(Stored data)
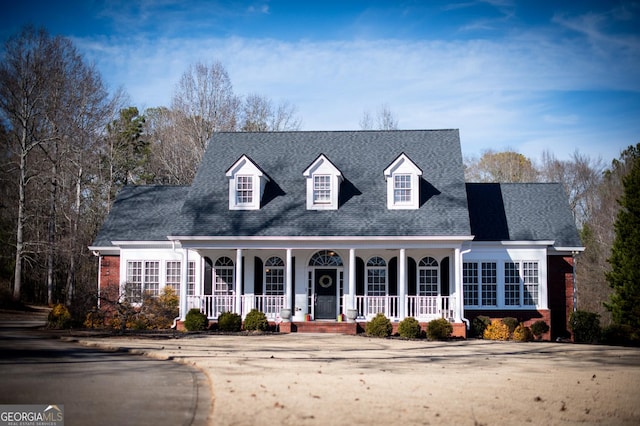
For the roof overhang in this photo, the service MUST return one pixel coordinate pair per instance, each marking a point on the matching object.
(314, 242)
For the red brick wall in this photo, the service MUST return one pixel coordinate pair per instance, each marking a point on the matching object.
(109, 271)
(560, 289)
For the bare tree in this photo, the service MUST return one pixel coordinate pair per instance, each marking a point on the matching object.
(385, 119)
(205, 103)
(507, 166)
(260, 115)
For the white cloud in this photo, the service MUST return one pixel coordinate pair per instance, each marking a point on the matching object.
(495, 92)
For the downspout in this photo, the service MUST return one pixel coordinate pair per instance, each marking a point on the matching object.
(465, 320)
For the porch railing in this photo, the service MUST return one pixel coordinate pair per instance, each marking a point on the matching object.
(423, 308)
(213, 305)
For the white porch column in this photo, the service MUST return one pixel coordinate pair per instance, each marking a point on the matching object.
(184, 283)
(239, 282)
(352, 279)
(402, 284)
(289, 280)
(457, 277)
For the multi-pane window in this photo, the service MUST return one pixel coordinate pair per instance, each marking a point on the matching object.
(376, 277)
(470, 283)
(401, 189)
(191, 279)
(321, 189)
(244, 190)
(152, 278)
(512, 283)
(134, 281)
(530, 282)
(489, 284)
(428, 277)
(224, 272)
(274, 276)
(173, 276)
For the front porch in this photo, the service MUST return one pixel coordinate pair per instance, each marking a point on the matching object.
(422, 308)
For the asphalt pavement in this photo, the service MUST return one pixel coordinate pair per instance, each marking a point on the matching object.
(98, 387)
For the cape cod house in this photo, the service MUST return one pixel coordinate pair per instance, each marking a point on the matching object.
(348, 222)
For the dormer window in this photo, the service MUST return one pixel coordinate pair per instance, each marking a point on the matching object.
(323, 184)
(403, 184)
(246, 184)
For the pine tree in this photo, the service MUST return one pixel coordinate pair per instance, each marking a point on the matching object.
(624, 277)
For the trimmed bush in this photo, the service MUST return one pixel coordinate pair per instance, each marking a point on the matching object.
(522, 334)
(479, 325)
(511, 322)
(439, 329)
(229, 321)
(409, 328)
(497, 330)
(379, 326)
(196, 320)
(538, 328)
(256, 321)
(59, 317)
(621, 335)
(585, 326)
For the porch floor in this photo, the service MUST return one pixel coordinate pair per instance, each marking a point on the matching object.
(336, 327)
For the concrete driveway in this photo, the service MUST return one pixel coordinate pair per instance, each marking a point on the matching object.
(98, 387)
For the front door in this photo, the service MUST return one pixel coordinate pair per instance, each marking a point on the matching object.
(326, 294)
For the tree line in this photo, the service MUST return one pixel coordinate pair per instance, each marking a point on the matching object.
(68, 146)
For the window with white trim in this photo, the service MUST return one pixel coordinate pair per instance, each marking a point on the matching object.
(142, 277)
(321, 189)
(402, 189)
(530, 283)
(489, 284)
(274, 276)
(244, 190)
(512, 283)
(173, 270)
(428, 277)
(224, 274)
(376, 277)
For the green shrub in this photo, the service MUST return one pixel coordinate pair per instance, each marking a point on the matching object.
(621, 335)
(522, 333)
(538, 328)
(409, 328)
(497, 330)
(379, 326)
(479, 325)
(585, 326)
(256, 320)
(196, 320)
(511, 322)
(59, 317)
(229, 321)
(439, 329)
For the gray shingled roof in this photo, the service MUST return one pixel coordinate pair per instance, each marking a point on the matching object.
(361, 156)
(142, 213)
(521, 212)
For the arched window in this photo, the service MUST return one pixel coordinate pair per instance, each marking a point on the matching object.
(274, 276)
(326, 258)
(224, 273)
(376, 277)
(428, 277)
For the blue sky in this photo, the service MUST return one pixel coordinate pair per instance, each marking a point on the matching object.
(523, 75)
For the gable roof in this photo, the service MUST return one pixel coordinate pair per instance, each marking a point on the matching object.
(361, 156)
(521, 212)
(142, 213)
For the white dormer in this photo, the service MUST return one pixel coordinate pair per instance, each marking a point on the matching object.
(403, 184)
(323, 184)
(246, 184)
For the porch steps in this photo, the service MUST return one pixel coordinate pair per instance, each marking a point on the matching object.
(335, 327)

### What you are asked to do
Exactly reproduce each entry, but drop the pictures.

### Task solution
For the roof overhang in this photo, the service MUST return one pixel coordinate pair per instance, each marking a point on the matching object.
(314, 242)
For the red brick wall in this photo, the service MUST return one pixel coordinate pair per instance, each marking a point on the matching object.
(109, 271)
(560, 289)
For the bare tree in this photo, the service MUST return one pixel coordinate pair per instance, each marking a point on the matching object.
(385, 119)
(205, 103)
(507, 166)
(260, 115)
For the white cloud in this photo, the service MUST return one pixel coordinate pair per instance, each marking a point on the matching object.
(495, 92)
For the downspout in this photo, the service MUST return one pixel coordinate pair per instance, each marking a point on the matching object.
(465, 320)
For the porch railing in this photo, the service MUST return one pixel coordinate pair per instance, each marking a point on the matching object.
(423, 308)
(213, 305)
For the white porch column in this photo, the service MUST return one pixel coordinate pair per instance, each marking a point on the matching object.
(184, 283)
(239, 282)
(352, 279)
(402, 284)
(289, 280)
(457, 277)
For the multi-pane window in this photo, the service MUST return one pixel coordinate pair per instance, each marking a point on the matching object.
(376, 277)
(470, 283)
(401, 189)
(191, 279)
(321, 189)
(244, 190)
(152, 278)
(512, 283)
(134, 281)
(530, 282)
(489, 284)
(428, 277)
(224, 272)
(274, 276)
(173, 276)
For the front porch in this photo, the service MUST return one pixel coordinate pair per instance, each marking a point on the matching object.
(422, 308)
For the asphalt pavement in this photo, the service MUST return one pixel coordinate pair per instance, each marking a point on the matching object.
(98, 387)
For the cape cod house in this photo, the service MUST return one pixel coordinate pair per instance, each marking a point on the matching object.
(348, 222)
For the dormer window in this photo, the service MUST return one pixel coordinate pair per instance, each marking a point on the matching object.
(323, 184)
(403, 184)
(246, 184)
For the pine tree in this photo, the service MUST return one pixel coordinate pair per instance, each marking a point on the matching object.
(624, 277)
For the trimmed bush in this photo, the service MUST return one pixel coordinate pair per instance, each marking a point on the matching object.
(522, 334)
(479, 325)
(511, 322)
(439, 329)
(229, 321)
(409, 328)
(497, 330)
(379, 326)
(196, 320)
(538, 328)
(256, 321)
(59, 317)
(621, 335)
(585, 326)
For the porch floor in this photo, the service MUST return one pixel coordinate pair per instance, each marking a point on the matching object.
(336, 327)
For the concrete driveway in this photo, the service MUST return one pixel coordinate pair per instance, each marking a point on the matching object.
(98, 387)
For the front door in this photo, the service MUST return one pixel coordinate pair per instance, each marking a point on the matching object.
(326, 294)
For the tree line in this photo, the service MUST return one pixel coordinate pair per instance, each marking a point on the matching object.
(68, 146)
For the window with white trim in this photo, the service MUST return one pixel coordinate pair per instance, each marking a point on the matching object.
(142, 277)
(321, 189)
(402, 189)
(530, 283)
(489, 284)
(274, 276)
(244, 190)
(512, 283)
(173, 270)
(428, 277)
(224, 274)
(376, 277)
For the green shrub in this photo, the service MUST return one pixel coordinate pair per instance, each marking a point on the matching object.
(621, 335)
(522, 333)
(538, 328)
(409, 328)
(497, 330)
(379, 326)
(479, 325)
(585, 326)
(256, 320)
(196, 320)
(511, 322)
(59, 317)
(229, 321)
(439, 329)
For the gray shingled roof in this photo, the service MUST return one pixel coordinate pair per instance, each marking a point on the matching object.
(361, 156)
(142, 213)
(521, 212)
For the arched window in this photo, the service MUST return one pixel coordinate pair per instance, each marking a point on the matching object.
(274, 276)
(326, 258)
(224, 273)
(376, 277)
(428, 277)
For the blue sky in this photo, the service MUST return one pixel coordinate pair per instance, each marking a point on the matching object.
(523, 75)
For the gable roof in this photo, the service MUST return one pixel coordinate pair per instance, each marking a point on the matching object.
(361, 156)
(521, 212)
(142, 213)
For the white dormer in this photo, the service MUST return one pixel coordinate pair per instance, each marking a point on the matching object.
(403, 184)
(323, 184)
(246, 184)
For the porch steps in this photo, the service MUST return one pixel coordinate pair per instance, each marking a point on the matching object.
(335, 327)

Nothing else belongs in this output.